— START OF Data supplied —

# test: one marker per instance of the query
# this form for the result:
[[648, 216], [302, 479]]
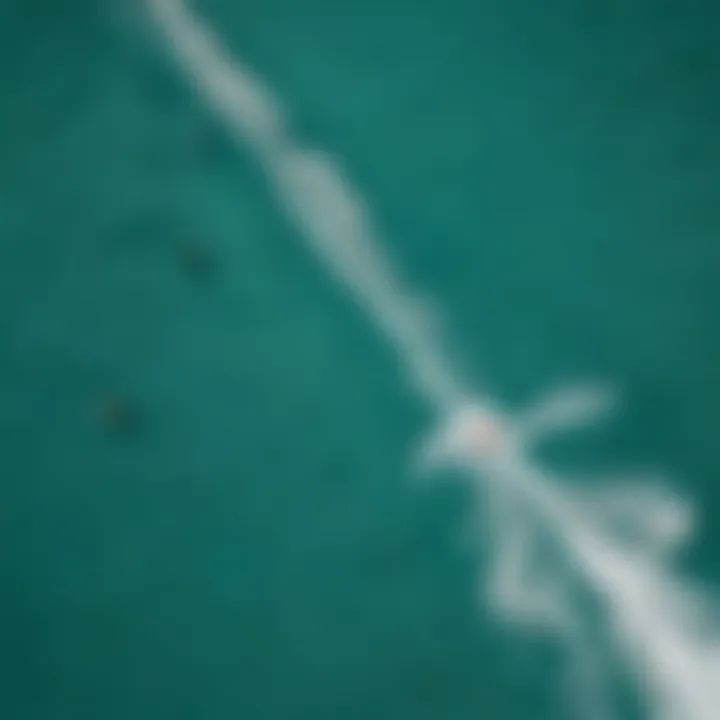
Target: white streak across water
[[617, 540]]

— END OF Data supplied —
— START OF Data supplied —

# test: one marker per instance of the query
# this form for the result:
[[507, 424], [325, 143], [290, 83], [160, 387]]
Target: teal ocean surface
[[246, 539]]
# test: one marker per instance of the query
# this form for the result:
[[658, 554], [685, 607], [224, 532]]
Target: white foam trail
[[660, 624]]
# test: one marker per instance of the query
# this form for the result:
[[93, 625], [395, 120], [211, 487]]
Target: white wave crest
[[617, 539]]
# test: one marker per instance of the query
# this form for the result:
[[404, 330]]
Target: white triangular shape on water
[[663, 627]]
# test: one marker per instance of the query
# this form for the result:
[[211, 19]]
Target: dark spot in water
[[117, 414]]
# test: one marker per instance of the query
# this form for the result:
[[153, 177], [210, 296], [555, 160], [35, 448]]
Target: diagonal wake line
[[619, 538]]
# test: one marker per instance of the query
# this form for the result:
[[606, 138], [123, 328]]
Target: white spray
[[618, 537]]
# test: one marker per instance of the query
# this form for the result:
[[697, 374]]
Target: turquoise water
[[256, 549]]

— END OF Data supplied —

Pick out every line in the entries above that contains the string "Target", and copy each of those lines in full.

Target: white streak across water
Target: teal ocean surface
Target: white foam trail
Target: white wave crest
Target: white triangular shape on water
Target: dark spot in water
Target: diagonal wake line
Target: white spray
Target: turquoise water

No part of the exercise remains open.